= Task statement =
Turn the rows below into a numbered list, from the very start through the line that contains "positive clicks: (53, 165)", and skip any blank lines.

+++ Records provided

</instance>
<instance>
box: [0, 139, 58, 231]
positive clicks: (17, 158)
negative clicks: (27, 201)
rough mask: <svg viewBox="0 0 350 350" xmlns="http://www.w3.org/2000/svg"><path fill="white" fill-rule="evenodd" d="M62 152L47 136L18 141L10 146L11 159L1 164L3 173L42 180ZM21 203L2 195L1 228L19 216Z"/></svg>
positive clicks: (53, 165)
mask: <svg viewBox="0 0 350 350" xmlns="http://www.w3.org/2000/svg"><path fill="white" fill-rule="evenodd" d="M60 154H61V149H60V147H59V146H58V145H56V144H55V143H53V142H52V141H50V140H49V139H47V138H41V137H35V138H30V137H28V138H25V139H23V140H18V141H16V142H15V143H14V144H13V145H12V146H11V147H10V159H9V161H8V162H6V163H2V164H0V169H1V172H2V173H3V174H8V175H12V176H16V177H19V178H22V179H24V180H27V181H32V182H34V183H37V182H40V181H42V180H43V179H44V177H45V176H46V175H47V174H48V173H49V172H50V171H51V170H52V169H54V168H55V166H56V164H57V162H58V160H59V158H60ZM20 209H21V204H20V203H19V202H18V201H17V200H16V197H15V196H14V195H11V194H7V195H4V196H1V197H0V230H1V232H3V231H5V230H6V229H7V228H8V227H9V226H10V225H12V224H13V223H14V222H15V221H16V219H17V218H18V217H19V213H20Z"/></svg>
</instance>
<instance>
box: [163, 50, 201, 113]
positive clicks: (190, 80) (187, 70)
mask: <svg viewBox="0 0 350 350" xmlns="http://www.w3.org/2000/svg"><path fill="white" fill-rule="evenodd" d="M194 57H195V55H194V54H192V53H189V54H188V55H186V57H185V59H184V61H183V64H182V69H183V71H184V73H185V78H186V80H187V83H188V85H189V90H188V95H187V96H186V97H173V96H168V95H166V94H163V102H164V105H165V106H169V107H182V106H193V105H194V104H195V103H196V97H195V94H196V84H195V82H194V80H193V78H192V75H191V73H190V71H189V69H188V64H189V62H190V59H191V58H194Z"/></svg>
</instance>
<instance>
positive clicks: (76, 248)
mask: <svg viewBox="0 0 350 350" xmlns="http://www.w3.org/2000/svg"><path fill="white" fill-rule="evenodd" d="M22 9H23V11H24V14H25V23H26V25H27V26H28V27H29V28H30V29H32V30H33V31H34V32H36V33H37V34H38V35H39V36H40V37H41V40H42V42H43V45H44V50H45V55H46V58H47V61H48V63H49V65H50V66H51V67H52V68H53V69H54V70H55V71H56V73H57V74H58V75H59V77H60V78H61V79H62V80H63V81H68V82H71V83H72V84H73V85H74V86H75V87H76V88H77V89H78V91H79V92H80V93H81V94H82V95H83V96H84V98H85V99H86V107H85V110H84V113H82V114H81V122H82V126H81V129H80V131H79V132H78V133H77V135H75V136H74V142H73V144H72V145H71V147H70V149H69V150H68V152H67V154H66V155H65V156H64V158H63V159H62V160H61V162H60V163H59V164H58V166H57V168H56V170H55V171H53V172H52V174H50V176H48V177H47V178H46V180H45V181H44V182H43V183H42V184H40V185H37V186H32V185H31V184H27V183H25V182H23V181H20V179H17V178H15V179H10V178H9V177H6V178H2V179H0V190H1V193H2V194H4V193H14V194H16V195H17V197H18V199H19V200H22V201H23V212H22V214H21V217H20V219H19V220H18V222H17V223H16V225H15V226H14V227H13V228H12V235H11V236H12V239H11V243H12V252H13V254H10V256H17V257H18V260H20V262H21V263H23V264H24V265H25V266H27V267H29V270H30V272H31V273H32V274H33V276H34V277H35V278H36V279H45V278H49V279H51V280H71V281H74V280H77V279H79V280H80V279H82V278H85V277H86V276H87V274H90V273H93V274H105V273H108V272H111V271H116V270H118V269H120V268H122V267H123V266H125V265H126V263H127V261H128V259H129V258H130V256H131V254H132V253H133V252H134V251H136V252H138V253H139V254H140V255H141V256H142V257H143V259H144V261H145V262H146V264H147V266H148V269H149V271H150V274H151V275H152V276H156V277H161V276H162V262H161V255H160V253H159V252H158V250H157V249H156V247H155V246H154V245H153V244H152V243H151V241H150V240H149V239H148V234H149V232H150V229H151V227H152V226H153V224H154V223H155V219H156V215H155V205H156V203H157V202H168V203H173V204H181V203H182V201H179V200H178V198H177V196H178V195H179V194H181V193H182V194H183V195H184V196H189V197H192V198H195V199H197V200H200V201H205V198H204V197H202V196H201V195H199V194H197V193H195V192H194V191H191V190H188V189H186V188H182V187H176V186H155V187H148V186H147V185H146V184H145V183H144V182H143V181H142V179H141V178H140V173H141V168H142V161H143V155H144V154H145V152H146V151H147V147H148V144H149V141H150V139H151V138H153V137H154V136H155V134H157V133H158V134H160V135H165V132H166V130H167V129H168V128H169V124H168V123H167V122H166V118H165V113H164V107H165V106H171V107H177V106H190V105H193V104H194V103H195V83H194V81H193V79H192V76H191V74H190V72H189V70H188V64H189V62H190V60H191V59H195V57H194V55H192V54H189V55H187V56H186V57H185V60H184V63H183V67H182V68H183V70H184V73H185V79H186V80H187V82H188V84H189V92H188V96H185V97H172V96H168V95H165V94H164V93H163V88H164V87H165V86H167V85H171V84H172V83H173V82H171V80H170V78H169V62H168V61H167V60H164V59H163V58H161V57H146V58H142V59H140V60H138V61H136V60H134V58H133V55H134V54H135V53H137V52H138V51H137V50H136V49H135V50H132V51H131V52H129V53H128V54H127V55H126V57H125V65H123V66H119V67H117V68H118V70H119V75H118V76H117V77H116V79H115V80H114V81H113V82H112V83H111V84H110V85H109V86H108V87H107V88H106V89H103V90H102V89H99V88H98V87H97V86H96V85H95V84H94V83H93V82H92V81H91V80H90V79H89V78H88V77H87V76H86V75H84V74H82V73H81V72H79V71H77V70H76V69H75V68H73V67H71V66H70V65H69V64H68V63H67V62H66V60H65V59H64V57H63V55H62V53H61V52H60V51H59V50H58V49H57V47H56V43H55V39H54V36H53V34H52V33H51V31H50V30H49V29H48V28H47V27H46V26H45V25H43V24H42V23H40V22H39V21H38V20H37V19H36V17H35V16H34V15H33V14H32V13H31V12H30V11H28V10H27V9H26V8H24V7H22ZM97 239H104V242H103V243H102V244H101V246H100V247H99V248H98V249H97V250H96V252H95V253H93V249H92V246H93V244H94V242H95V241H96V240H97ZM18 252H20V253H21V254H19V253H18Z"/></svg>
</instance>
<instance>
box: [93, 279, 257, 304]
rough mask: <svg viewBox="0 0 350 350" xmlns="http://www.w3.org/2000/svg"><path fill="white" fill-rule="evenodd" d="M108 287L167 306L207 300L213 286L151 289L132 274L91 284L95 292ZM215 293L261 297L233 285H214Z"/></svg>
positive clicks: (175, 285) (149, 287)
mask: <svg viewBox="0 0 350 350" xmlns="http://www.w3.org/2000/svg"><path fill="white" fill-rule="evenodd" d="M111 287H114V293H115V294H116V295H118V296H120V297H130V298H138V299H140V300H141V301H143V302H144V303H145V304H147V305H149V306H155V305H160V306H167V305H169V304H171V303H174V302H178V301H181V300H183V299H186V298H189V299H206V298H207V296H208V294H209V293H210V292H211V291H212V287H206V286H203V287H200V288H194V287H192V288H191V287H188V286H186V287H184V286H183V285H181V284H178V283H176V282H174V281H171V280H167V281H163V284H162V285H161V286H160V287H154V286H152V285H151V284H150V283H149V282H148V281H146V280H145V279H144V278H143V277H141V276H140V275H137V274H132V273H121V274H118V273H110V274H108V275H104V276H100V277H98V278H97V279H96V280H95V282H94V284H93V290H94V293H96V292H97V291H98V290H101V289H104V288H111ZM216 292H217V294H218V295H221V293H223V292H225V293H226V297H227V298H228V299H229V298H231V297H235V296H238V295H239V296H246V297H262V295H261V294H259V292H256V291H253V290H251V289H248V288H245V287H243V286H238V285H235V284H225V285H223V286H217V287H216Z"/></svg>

++++++

= Exercise result =
1. </instance>
2. <instance>
3. box: [0, 139, 58, 231]
4. positive clicks: (17, 158)
5. negative clicks: (27, 201)
6. rough mask: <svg viewBox="0 0 350 350" xmlns="http://www.w3.org/2000/svg"><path fill="white" fill-rule="evenodd" d="M62 152L47 136L18 141L10 146L11 159L1 164L3 173L42 180ZM21 203L2 195L1 228L19 216Z"/></svg>
7. positive clicks: (53, 165)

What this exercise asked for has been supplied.